_Written problem_
Select every line of the listing below that contains the word "paper", and copy each such line in full.

_Object location annotation listing_
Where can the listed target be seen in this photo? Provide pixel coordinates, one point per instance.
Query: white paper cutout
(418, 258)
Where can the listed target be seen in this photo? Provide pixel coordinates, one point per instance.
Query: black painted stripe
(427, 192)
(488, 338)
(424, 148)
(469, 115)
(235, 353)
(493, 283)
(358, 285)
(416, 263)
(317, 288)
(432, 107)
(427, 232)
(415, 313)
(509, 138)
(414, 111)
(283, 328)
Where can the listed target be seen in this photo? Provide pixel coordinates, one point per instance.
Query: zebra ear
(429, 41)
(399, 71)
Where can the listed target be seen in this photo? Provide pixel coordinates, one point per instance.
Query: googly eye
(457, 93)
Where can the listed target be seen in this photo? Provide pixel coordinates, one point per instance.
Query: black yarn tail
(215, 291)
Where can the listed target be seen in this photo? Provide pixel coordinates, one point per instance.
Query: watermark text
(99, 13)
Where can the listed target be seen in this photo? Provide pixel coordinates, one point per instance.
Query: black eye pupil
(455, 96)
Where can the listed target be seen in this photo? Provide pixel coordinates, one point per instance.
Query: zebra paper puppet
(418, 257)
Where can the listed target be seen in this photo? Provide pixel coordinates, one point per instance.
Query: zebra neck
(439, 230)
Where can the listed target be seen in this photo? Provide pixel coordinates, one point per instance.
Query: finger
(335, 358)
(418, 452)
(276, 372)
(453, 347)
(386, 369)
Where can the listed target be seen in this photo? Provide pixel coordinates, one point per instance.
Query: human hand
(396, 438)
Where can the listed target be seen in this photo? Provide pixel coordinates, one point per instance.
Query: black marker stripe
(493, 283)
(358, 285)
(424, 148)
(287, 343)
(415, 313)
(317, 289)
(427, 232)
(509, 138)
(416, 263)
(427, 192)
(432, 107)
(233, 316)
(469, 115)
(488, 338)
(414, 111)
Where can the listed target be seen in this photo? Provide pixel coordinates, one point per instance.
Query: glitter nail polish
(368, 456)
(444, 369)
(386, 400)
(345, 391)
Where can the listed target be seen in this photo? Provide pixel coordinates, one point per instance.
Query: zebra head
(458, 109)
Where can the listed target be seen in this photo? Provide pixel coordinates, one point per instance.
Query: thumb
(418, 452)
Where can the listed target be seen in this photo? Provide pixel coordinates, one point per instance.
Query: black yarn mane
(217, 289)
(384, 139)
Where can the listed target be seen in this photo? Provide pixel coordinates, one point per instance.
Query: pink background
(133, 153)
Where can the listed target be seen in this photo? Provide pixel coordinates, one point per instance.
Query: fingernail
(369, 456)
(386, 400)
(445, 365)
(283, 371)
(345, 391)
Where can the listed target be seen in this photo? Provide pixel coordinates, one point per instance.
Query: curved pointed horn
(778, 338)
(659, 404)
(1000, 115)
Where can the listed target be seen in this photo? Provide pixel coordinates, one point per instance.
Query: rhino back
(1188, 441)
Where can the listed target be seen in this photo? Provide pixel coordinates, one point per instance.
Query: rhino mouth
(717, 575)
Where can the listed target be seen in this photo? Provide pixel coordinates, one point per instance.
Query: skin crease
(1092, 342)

_Final result_
Query: white paper cutout
Query: zebra paper puppet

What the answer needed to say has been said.